- Assigned task: Lines in which "sherwani" appears should be pulled from the data below.

(Records excerpted from a collection)
+++++

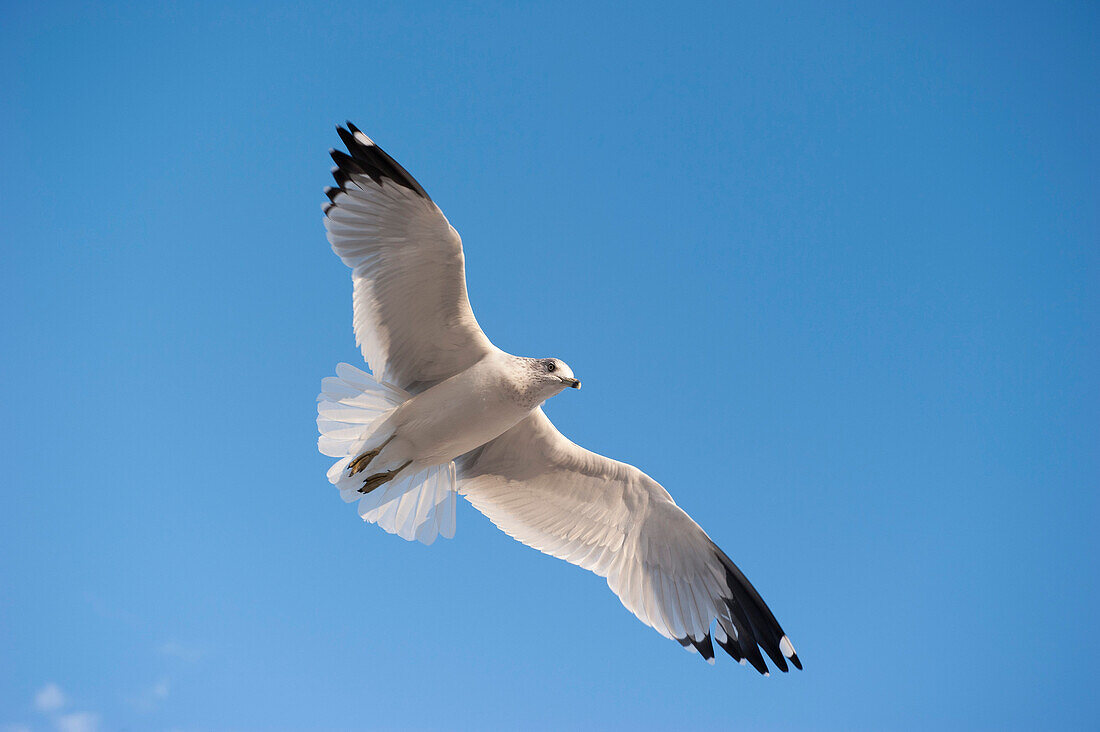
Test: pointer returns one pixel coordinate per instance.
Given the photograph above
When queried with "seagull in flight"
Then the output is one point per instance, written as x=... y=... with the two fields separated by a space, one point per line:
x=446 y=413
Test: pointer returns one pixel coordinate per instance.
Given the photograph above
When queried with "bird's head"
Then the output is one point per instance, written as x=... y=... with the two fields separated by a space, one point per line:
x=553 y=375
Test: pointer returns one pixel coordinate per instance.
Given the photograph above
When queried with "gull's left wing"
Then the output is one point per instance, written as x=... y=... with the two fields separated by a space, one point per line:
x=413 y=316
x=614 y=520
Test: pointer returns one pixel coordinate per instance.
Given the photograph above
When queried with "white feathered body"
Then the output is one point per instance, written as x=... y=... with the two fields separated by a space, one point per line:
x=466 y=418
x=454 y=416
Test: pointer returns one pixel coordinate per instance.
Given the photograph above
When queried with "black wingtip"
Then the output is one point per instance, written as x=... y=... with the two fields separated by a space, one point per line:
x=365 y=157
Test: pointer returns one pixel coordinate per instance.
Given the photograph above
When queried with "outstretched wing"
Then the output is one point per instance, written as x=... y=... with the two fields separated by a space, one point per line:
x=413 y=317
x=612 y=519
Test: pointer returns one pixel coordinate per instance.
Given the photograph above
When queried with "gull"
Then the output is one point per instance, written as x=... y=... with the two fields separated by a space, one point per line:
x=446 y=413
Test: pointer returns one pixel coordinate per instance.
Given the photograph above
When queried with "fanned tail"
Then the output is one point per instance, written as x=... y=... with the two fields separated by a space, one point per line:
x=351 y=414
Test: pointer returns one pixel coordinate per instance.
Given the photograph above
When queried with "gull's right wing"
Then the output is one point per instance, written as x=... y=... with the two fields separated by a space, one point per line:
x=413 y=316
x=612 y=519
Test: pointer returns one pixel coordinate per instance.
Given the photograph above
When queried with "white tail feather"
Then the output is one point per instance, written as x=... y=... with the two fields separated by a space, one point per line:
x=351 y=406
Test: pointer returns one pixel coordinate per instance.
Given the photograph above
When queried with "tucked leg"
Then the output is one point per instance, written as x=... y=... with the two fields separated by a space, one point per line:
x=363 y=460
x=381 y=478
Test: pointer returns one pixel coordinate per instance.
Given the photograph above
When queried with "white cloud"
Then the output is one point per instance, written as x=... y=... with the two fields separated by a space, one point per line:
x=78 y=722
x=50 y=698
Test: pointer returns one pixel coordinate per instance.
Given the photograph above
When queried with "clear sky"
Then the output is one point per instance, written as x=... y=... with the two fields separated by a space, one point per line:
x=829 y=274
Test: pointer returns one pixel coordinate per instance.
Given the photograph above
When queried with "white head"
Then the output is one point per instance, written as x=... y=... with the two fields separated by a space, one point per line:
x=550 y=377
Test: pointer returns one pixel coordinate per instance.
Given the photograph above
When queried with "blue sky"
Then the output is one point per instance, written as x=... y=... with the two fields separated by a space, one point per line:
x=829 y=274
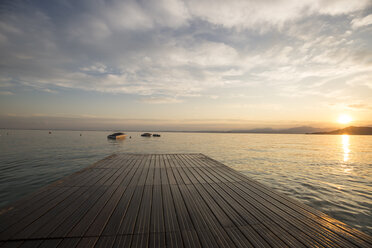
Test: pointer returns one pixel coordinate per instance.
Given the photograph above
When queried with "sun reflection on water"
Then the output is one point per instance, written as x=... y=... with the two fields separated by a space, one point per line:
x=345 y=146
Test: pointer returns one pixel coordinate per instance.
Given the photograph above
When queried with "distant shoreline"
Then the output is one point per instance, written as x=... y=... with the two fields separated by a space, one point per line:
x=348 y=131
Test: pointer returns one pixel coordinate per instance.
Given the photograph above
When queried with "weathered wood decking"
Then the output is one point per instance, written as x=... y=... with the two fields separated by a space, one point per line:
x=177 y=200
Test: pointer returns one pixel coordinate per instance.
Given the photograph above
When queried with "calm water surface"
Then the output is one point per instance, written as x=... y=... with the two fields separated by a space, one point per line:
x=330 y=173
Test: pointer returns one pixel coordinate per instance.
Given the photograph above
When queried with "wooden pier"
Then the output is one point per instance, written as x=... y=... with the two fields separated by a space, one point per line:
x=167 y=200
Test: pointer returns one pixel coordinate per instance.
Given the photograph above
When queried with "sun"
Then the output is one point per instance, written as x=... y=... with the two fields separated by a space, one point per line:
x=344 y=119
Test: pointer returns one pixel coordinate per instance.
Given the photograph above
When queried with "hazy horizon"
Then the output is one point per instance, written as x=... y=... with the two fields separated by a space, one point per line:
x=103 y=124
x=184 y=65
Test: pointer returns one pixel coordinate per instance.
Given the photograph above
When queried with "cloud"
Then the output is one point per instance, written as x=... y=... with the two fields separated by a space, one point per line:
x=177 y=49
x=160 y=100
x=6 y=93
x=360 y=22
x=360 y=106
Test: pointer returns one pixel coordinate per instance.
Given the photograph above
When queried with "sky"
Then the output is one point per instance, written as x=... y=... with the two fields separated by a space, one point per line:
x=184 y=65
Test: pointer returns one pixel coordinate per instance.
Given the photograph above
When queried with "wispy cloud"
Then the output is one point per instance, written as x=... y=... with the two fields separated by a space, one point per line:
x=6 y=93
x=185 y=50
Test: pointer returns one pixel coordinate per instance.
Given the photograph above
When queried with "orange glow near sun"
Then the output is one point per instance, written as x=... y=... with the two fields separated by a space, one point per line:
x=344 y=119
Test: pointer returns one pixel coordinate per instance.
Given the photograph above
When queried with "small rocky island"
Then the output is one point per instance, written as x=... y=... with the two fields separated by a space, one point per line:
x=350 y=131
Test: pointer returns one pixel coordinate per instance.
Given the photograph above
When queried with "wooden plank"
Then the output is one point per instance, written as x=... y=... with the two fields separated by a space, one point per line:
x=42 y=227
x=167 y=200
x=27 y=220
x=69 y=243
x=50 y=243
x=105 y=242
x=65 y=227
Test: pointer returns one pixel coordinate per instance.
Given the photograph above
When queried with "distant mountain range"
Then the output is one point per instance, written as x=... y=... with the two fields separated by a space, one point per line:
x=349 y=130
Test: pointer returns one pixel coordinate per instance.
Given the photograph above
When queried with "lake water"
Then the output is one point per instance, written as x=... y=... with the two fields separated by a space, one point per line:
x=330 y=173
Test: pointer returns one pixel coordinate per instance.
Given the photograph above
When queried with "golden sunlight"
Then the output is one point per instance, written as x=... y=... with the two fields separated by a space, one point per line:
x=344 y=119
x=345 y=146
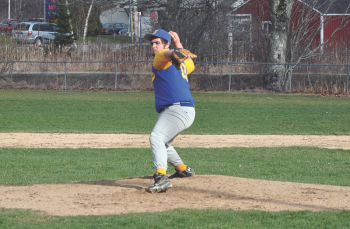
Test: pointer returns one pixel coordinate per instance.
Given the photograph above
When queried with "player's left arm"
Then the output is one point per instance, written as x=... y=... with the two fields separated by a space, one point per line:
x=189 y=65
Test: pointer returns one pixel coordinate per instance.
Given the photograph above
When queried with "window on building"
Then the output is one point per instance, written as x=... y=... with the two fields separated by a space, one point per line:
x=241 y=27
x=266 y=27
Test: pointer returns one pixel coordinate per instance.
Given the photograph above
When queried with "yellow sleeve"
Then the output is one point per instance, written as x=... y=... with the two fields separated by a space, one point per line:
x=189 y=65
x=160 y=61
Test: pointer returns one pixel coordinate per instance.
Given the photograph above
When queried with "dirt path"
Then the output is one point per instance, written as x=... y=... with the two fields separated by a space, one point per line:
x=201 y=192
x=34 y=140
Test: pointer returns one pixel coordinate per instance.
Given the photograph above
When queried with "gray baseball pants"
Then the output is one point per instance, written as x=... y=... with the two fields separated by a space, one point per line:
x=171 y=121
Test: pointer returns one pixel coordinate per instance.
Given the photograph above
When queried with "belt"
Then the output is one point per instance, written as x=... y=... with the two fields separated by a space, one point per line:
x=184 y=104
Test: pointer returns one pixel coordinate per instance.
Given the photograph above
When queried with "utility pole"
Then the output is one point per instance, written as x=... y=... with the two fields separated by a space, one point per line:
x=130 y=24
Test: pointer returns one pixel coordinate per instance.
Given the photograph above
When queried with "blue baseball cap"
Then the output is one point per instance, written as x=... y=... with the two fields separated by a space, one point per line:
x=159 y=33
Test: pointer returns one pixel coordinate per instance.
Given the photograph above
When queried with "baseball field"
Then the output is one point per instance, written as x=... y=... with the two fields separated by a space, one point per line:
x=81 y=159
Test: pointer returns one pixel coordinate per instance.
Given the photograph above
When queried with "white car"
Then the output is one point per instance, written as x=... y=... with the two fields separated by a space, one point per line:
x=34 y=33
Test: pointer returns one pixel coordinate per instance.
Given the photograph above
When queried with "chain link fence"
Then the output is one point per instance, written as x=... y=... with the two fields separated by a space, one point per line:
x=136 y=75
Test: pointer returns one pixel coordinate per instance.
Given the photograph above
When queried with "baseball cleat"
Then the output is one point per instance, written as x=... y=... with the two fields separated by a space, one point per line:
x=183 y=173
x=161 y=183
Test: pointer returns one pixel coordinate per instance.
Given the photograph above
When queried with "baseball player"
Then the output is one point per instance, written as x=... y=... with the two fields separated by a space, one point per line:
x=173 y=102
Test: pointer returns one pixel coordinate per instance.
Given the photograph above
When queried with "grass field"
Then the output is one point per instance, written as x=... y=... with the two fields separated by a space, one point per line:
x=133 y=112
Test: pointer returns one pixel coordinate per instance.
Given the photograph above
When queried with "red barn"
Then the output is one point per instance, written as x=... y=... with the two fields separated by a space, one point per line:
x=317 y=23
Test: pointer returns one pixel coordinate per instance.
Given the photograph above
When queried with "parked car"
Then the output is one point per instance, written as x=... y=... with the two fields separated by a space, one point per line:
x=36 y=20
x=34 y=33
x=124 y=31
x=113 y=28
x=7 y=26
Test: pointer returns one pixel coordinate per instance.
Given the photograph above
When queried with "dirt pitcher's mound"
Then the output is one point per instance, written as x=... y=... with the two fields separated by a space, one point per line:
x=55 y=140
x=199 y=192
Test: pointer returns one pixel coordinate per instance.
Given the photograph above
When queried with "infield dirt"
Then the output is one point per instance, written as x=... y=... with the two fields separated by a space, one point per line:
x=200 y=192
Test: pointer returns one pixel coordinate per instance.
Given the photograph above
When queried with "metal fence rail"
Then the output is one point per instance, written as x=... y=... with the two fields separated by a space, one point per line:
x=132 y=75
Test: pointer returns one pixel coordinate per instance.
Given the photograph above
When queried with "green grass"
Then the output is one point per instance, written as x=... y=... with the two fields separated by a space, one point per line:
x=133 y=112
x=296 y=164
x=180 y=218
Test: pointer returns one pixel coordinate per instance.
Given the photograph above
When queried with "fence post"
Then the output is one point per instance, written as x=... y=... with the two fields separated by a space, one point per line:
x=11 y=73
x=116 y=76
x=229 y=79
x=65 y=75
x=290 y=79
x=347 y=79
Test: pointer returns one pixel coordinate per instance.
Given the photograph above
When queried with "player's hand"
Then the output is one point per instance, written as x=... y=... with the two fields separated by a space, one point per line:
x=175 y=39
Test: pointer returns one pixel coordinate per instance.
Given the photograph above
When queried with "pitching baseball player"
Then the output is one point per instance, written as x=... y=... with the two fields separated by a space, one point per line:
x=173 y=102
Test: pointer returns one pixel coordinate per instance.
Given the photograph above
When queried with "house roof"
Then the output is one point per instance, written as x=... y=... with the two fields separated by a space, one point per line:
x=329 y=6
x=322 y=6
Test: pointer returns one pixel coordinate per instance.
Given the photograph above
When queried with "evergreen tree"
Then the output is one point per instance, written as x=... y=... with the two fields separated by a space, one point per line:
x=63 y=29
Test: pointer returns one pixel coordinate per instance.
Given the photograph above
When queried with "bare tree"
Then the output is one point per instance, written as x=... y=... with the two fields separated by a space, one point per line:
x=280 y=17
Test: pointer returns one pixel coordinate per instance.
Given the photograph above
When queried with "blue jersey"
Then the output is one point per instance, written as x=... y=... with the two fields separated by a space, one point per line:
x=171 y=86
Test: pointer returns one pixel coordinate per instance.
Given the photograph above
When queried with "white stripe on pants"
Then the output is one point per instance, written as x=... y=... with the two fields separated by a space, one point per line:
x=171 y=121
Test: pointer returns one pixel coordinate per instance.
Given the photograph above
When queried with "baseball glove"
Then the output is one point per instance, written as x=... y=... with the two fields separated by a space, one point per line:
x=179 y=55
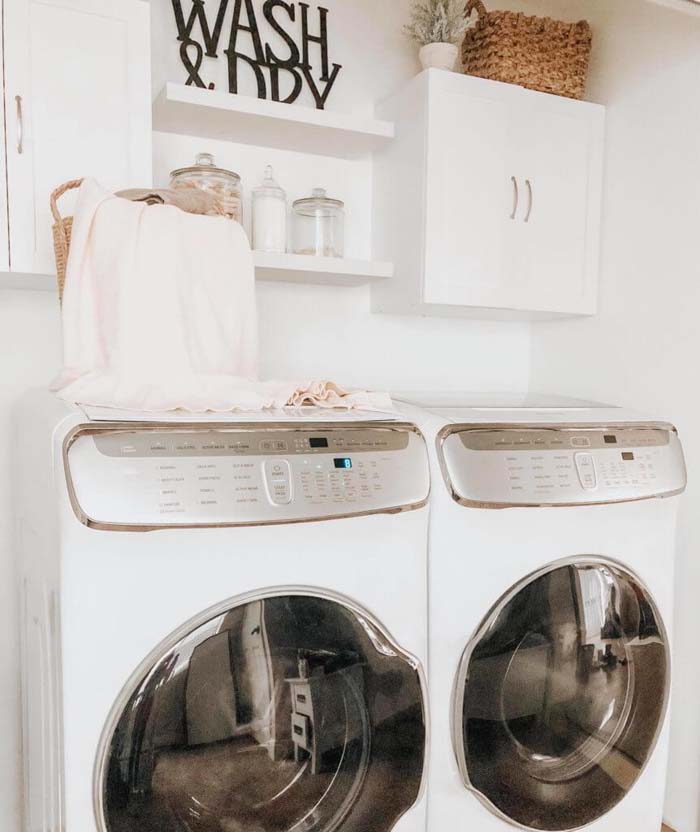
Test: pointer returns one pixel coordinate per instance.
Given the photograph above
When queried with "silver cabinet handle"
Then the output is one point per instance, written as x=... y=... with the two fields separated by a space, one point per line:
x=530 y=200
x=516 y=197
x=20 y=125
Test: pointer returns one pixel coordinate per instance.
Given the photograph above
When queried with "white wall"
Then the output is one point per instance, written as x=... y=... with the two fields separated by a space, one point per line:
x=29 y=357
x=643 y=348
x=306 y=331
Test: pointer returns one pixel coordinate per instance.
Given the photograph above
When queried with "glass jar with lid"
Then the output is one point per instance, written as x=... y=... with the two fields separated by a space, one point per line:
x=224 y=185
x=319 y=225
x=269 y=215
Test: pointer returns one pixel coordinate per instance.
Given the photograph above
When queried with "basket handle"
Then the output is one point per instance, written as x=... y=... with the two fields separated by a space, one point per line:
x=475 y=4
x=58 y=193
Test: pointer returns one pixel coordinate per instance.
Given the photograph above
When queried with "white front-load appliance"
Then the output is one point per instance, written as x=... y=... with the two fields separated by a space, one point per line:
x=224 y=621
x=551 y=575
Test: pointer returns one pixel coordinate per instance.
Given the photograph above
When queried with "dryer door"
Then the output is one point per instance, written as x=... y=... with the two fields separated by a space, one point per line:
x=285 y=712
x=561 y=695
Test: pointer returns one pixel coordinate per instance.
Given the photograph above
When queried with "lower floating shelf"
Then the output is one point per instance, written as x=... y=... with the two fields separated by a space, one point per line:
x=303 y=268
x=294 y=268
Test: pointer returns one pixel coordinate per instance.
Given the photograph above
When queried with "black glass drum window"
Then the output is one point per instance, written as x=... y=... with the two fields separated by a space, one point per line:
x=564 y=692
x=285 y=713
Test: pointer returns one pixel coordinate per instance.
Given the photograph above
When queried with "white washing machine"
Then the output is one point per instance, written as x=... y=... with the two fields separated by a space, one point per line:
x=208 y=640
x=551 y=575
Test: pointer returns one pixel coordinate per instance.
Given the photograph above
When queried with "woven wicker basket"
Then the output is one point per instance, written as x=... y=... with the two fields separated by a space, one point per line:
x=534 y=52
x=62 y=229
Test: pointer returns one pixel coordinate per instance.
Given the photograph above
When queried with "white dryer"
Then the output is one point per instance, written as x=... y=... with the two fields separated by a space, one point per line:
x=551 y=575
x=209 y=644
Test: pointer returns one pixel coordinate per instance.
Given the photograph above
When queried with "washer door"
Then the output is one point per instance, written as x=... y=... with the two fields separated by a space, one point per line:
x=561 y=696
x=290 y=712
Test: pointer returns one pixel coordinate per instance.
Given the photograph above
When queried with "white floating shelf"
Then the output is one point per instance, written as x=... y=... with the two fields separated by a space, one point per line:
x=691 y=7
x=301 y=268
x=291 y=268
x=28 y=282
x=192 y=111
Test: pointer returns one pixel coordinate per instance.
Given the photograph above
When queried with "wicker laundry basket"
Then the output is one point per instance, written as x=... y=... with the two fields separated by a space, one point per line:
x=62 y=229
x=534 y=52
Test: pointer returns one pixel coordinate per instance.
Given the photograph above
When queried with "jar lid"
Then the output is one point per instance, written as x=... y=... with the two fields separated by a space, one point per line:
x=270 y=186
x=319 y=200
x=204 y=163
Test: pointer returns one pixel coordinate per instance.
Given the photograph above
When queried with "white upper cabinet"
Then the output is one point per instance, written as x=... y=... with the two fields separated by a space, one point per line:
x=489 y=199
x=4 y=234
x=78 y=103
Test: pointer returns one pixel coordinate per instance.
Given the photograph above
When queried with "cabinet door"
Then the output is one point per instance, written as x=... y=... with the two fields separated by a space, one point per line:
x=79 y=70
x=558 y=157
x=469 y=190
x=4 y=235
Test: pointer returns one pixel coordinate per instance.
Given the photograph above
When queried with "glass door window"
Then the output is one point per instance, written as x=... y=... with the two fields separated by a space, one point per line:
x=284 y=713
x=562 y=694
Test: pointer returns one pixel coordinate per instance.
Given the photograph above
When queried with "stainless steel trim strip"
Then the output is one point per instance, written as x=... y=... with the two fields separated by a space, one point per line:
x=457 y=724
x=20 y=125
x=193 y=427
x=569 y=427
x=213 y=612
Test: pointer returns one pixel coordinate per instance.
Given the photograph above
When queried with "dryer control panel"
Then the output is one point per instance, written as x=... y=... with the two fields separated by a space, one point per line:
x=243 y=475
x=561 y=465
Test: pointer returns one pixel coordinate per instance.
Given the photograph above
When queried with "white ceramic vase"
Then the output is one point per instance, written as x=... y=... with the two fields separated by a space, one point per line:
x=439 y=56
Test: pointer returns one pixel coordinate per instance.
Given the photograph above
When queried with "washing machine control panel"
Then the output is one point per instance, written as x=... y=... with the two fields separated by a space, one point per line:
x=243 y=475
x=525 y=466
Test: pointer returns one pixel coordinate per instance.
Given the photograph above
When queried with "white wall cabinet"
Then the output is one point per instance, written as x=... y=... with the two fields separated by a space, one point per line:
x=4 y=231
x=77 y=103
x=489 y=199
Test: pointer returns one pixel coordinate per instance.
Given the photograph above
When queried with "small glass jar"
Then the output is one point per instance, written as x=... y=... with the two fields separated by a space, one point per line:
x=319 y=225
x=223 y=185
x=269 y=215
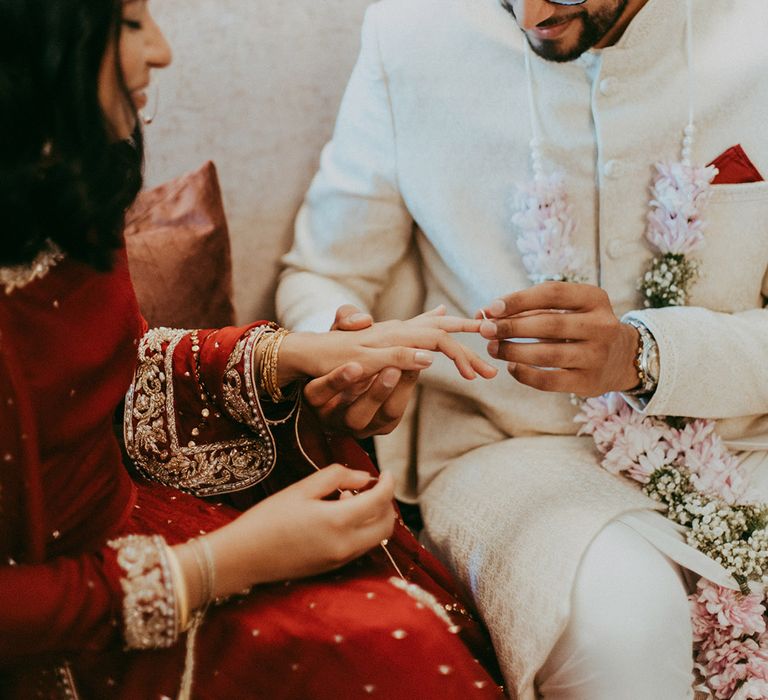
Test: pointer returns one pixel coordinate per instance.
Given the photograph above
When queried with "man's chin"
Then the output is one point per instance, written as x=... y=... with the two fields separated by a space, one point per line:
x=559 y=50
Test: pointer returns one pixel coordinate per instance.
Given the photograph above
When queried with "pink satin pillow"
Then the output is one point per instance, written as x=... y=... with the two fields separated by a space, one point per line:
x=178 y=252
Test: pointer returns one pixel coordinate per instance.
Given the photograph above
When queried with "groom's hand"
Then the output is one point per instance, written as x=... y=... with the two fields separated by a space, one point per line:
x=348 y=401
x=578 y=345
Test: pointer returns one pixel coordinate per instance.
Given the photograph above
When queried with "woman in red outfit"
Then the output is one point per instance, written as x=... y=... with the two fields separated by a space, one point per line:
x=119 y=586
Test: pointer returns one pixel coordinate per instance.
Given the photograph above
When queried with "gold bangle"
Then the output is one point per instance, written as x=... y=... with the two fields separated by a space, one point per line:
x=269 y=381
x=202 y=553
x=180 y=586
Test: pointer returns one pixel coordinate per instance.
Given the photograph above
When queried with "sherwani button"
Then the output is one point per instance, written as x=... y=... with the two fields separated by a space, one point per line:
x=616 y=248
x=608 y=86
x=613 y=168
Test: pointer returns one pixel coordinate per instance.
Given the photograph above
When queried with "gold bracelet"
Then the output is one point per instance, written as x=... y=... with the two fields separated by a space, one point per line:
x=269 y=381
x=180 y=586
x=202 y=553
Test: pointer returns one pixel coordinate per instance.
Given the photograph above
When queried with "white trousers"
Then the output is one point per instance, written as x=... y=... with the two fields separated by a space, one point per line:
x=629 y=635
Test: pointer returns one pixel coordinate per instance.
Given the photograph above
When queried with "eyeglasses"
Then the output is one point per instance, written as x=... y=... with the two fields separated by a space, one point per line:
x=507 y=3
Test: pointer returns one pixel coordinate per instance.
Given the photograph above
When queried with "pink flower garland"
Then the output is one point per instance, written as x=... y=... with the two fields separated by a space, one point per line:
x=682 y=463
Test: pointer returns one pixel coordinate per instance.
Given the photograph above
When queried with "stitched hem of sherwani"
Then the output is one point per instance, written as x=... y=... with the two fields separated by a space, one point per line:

+++++

- Exercise answer:
When queried with "sherwani button"
When queried with "stitched hem of sherwani"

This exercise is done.